## What you have to do
Print out every record exactly as it appears.

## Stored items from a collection

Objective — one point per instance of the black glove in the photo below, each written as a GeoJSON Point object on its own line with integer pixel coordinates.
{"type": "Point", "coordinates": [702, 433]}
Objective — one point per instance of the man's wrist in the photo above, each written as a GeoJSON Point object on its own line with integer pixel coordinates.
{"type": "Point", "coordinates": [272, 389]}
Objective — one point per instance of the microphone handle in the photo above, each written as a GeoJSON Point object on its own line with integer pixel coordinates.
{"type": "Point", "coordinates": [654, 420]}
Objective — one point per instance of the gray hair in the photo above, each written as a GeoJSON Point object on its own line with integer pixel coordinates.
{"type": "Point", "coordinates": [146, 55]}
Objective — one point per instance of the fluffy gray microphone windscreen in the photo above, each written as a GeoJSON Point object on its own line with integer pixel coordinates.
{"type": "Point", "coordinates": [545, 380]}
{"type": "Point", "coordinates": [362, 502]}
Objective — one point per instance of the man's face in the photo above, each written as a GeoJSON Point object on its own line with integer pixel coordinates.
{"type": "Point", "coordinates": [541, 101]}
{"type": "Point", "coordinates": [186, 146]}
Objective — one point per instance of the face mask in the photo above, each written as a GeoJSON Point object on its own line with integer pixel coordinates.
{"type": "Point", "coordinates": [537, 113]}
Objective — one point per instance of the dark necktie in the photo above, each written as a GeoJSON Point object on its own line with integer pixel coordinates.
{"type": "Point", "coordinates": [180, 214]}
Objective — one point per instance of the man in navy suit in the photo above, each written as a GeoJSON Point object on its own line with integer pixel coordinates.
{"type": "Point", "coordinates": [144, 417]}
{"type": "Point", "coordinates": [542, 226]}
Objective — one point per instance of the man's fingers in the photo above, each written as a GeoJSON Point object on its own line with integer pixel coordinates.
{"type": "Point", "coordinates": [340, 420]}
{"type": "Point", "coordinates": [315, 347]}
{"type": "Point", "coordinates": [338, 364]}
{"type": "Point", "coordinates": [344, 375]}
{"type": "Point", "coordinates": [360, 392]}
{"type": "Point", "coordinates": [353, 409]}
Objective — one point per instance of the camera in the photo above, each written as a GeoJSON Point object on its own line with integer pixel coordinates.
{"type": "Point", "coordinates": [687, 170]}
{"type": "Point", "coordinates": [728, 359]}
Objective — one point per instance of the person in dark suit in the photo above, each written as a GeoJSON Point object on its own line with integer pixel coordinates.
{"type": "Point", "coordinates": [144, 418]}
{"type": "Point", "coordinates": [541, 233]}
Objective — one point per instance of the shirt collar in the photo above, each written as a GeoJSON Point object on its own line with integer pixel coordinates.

## Solution
Objective — one point per instance of the black glove in the photo below, each written as a GeoJSON Point object on its own line with integer pixel coordinates.
{"type": "Point", "coordinates": [702, 433]}
Objective — one point per instance of the man's wrist in the photo above, each written as a GeoJSON Point object on its own line with integer pixel coordinates.
{"type": "Point", "coordinates": [272, 389]}
Objective — one point per instance of the microphone handle in the photo above, each written as a GeoJSON Point object on its own line with integer pixel coordinates.
{"type": "Point", "coordinates": [654, 420]}
Objective — one point per instance of the gray hair in the photo above, each written as a GeoJSON Point object on its own line with integer pixel coordinates.
{"type": "Point", "coordinates": [146, 55]}
Objective — one point per instance of the fluffy gray microphone windscreen in the photo above, each written as a GeoJSON Point object on its own line with integer pixel coordinates.
{"type": "Point", "coordinates": [545, 380]}
{"type": "Point", "coordinates": [362, 502]}
Objective — one point per instance of the man's face in the photo above, each written as a GeoJSON Point object on its own line with integer pixel coordinates.
{"type": "Point", "coordinates": [541, 101]}
{"type": "Point", "coordinates": [186, 146]}
Objective — one point per instance of the face mask in the photo above, each written as a GeoJSON Point object on its own line with integer pixel coordinates.
{"type": "Point", "coordinates": [537, 113]}
Objective — one point per instance of the dark necktie in the photo above, each written as a GeoJSON Point object on its own line with integer pixel coordinates.
{"type": "Point", "coordinates": [180, 214]}
Objective — one point per instance of the man in navy suit in the photo above, each written as a GeoJSON Point object on its own line with integer pixel coordinates.
{"type": "Point", "coordinates": [144, 417]}
{"type": "Point", "coordinates": [542, 226]}
Objective — one point per instance of the man's fingers in the photo above, each written as a GeoJSON Point object on its own line with integer pixel coordinates.
{"type": "Point", "coordinates": [340, 420]}
{"type": "Point", "coordinates": [315, 347]}
{"type": "Point", "coordinates": [338, 364]}
{"type": "Point", "coordinates": [344, 375]}
{"type": "Point", "coordinates": [360, 392]}
{"type": "Point", "coordinates": [353, 409]}
Objective — one point per instance of the camera in the photo above, each written as a GeoJSON Point object on its own line with integer pixel coordinates.
{"type": "Point", "coordinates": [687, 170]}
{"type": "Point", "coordinates": [728, 359]}
Objective — one point per instance of the person in dark suit in the photo above, each written as a GeoJSON Point object on its own line with integer pixel coordinates.
{"type": "Point", "coordinates": [144, 418]}
{"type": "Point", "coordinates": [541, 233]}
Objective — one point per instance of the shirt collar in the photo above, each written as a GeoJSON Point object on its own line with integer pixel coordinates.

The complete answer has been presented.